## start Record extracts

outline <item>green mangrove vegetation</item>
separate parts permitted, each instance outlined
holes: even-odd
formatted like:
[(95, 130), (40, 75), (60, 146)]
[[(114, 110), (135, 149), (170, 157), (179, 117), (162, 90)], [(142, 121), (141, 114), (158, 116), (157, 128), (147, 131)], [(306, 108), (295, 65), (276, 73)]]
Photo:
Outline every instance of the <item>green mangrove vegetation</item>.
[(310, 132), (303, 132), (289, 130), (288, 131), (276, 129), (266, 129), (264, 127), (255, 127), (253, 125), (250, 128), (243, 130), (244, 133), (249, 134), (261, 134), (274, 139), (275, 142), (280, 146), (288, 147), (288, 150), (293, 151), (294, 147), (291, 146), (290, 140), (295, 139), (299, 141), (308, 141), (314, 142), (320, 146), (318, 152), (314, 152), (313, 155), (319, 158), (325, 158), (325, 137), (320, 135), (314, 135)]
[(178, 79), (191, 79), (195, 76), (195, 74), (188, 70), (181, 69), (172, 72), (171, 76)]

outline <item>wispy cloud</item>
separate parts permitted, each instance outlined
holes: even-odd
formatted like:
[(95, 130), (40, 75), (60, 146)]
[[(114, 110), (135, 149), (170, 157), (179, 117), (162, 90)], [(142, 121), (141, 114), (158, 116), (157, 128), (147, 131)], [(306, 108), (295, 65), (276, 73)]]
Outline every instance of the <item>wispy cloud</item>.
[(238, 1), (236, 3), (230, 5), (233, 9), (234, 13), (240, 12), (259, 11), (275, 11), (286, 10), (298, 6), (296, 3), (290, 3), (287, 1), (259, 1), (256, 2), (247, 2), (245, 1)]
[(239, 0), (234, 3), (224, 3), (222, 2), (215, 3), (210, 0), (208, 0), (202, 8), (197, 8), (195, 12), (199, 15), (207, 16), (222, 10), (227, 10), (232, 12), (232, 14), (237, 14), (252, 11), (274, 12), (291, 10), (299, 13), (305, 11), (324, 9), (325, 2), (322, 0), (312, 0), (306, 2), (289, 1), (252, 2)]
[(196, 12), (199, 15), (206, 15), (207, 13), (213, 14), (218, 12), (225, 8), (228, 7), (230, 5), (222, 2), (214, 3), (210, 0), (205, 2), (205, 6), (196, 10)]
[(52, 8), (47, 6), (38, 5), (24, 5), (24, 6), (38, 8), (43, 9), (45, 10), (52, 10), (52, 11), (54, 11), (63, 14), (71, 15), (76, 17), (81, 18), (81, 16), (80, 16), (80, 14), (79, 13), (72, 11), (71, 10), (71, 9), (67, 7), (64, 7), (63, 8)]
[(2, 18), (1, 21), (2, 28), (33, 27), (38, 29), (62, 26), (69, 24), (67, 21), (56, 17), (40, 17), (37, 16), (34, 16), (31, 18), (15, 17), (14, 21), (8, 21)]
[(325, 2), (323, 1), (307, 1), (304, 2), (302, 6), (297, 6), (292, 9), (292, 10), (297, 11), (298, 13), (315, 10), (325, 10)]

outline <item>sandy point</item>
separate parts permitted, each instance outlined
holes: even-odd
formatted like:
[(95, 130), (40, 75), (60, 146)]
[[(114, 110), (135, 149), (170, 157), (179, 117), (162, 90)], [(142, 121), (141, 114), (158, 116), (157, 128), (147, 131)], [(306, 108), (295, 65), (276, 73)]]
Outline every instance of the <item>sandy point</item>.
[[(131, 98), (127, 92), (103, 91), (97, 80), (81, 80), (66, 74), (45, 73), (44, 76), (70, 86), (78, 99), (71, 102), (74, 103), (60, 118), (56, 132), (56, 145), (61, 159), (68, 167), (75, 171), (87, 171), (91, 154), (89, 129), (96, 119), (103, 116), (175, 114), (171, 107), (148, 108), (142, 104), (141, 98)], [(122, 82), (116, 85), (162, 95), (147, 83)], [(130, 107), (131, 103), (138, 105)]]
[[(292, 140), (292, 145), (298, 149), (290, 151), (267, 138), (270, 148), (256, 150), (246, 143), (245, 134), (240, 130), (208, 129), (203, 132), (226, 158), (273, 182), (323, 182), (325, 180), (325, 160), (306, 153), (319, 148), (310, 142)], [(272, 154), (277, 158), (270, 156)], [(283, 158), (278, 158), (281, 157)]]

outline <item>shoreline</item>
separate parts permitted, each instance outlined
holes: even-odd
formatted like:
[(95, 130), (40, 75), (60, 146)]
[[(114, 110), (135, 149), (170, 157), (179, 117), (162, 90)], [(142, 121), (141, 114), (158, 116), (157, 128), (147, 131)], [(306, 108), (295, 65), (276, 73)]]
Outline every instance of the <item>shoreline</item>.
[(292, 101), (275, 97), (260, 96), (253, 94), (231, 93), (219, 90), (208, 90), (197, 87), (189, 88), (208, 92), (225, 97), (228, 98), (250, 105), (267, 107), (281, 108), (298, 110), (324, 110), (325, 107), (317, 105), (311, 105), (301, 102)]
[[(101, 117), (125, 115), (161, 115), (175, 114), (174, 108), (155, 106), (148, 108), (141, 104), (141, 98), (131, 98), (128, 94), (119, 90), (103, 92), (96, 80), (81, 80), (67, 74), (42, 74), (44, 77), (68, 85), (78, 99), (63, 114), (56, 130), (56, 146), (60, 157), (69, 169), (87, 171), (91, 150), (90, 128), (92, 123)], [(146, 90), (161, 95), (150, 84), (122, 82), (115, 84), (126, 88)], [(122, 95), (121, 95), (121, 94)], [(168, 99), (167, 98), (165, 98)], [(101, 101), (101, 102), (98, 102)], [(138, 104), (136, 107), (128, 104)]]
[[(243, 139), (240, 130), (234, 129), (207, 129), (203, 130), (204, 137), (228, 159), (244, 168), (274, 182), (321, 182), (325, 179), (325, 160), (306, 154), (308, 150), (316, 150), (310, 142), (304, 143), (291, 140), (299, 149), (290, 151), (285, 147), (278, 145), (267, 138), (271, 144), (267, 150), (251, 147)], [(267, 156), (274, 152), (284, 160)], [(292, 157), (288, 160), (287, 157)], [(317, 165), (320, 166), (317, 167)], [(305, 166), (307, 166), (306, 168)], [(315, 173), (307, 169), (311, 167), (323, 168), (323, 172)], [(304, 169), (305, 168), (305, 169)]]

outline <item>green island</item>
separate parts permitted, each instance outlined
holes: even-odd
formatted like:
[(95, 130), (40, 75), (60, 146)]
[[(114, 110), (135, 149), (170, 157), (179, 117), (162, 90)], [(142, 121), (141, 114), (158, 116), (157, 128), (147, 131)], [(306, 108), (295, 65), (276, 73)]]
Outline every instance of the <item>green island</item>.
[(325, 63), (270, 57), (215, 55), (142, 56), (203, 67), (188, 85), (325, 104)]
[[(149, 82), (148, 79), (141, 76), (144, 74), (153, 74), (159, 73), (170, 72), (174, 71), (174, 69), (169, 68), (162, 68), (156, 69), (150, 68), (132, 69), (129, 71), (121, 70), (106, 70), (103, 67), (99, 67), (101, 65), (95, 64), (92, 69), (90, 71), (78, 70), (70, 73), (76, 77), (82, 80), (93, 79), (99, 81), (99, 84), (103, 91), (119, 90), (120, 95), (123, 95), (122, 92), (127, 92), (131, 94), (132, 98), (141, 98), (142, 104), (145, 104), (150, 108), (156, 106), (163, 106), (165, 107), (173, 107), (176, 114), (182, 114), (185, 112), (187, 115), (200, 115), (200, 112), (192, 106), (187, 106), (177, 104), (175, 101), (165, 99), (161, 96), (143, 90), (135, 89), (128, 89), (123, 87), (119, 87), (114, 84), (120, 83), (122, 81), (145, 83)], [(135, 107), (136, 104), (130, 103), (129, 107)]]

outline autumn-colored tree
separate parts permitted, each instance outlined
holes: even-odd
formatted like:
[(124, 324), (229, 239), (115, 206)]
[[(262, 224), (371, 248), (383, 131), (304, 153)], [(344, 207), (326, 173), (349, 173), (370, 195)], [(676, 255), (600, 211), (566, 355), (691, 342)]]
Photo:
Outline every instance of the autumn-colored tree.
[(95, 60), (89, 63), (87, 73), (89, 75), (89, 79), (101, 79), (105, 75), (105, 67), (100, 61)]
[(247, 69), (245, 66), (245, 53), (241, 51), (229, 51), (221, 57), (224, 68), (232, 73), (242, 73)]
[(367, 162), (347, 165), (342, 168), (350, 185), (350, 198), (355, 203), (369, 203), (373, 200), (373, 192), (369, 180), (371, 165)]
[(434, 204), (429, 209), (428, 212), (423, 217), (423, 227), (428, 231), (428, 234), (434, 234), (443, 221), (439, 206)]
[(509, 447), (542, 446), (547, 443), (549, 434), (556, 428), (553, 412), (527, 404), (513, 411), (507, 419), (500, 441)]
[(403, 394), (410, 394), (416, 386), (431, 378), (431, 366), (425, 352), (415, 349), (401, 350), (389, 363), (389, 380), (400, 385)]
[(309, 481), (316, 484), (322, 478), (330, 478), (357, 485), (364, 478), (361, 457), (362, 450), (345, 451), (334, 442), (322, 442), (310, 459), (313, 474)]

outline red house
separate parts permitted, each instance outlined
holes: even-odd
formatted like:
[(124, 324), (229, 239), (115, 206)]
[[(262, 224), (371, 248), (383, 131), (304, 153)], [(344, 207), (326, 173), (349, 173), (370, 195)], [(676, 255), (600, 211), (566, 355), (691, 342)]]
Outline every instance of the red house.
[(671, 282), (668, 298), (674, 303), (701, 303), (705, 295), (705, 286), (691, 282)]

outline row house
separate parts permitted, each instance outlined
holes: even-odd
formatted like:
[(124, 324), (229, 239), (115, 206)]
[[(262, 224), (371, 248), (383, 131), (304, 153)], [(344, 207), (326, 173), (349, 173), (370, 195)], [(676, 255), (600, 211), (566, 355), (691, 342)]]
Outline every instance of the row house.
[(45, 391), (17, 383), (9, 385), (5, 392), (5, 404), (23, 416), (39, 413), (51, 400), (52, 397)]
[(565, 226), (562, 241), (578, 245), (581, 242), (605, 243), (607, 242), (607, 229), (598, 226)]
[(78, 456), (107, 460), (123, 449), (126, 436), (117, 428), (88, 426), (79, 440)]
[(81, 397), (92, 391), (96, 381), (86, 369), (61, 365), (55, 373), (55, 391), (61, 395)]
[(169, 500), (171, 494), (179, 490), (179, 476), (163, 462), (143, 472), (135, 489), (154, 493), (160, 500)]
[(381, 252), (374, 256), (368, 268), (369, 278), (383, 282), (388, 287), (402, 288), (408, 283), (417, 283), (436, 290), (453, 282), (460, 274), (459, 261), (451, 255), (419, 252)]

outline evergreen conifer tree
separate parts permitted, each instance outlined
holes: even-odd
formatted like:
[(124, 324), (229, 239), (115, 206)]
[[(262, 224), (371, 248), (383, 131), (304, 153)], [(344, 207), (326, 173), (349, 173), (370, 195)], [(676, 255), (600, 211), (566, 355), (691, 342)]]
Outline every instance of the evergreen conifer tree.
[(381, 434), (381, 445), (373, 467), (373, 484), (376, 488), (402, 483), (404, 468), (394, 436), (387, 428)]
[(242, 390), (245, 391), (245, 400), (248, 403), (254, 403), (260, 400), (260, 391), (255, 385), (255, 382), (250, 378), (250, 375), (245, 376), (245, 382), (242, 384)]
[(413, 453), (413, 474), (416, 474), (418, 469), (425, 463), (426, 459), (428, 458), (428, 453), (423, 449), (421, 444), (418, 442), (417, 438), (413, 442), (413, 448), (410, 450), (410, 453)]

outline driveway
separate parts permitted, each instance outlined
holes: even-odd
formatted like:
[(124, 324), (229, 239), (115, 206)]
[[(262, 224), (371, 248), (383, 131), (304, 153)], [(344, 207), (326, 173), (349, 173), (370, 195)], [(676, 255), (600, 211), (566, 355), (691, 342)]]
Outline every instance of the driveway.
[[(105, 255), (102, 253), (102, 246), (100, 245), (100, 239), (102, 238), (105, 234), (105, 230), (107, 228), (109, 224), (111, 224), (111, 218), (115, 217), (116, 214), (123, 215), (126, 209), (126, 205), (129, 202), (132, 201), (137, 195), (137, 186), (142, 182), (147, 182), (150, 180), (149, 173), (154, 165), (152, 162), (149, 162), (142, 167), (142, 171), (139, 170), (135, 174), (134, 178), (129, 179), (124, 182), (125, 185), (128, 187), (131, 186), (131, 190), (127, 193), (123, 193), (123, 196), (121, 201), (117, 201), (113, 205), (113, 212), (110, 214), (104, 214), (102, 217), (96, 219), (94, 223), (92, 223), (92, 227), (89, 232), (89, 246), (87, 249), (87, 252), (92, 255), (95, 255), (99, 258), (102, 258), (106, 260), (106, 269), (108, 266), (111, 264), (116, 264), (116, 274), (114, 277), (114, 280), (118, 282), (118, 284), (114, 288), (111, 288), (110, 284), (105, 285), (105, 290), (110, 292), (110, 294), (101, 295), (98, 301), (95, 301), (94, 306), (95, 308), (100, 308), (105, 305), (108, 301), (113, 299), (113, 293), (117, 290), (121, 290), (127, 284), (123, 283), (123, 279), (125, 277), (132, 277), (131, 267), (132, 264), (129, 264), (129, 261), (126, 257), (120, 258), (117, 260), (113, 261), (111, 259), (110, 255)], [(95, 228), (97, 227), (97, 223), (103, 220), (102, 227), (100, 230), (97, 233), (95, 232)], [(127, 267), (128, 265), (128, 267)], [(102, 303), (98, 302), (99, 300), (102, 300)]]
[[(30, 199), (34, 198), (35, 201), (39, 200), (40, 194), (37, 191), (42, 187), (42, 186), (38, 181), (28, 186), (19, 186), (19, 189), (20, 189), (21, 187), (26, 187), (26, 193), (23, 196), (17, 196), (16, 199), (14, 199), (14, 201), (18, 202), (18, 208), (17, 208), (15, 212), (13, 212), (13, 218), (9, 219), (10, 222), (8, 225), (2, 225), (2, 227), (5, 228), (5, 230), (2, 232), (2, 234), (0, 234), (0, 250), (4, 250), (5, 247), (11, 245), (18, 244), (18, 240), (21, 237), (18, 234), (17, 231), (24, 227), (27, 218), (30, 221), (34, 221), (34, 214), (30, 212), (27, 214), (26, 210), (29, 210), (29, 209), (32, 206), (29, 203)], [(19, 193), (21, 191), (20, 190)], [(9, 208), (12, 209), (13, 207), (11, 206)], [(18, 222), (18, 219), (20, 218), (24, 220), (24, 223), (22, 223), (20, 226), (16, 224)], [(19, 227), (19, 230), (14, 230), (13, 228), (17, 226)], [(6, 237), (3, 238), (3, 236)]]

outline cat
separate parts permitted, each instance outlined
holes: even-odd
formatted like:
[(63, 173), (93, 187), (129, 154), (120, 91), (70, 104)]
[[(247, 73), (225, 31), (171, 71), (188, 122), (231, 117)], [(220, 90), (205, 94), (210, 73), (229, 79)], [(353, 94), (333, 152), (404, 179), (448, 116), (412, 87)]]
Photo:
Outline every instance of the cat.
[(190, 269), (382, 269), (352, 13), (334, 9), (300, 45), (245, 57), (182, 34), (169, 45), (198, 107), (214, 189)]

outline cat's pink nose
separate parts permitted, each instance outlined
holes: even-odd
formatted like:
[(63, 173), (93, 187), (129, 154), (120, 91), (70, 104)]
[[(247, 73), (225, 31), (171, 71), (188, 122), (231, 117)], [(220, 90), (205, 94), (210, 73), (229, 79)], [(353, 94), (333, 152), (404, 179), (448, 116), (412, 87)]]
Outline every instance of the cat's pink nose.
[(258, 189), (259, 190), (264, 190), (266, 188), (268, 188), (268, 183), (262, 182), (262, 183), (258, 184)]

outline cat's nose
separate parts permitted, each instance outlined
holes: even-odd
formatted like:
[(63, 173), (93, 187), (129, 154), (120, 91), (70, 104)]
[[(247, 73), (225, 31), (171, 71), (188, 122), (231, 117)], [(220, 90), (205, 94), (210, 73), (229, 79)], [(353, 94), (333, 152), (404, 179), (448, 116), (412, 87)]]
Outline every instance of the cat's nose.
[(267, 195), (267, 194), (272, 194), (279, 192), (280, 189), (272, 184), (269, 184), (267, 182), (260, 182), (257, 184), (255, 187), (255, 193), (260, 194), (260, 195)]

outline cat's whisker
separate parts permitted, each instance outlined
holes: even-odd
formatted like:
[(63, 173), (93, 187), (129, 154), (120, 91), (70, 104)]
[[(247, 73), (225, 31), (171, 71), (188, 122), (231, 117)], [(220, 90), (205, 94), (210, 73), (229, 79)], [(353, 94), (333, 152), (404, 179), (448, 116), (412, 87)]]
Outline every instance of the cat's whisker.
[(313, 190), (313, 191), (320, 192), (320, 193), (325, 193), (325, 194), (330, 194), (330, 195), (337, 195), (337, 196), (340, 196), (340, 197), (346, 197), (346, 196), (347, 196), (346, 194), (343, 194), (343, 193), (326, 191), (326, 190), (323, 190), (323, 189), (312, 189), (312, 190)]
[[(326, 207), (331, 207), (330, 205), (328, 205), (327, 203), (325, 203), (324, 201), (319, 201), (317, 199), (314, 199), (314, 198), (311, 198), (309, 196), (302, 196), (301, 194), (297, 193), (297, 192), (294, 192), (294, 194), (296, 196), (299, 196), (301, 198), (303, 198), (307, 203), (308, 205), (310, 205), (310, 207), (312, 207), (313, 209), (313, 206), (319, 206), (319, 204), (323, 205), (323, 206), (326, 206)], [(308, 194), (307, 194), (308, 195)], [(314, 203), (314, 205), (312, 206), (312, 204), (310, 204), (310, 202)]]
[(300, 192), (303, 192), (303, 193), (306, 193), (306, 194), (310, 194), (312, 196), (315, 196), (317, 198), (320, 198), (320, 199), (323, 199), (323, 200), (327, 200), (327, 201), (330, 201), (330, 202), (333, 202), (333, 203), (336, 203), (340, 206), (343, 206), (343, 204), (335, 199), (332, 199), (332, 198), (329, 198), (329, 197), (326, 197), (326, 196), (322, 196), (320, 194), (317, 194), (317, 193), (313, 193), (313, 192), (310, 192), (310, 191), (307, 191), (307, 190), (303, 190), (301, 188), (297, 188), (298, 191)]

## end Record extracts

== Task ==
Convert everything from the start of the records down to the line containing "Outline every instance of the <item>green mangrove", both ends included, into a JSON list of strings with one string per line, leaving out any blank lines.

== Task response ==
[
  "outline <item>green mangrove vegetation</item>",
  "separate parts permitted, each instance outlined",
  "holes: even-odd",
  "formatted like:",
  "[(95, 130), (40, 75), (60, 146)]",
  "[[(114, 110), (135, 149), (170, 157), (179, 117), (162, 90)], [(142, 121), (141, 114), (158, 116), (157, 128), (147, 131)], [(306, 108), (295, 65), (276, 73)]]",
  "Photo:",
  "Outline every instance of the <item>green mangrove vegetation</item>."
]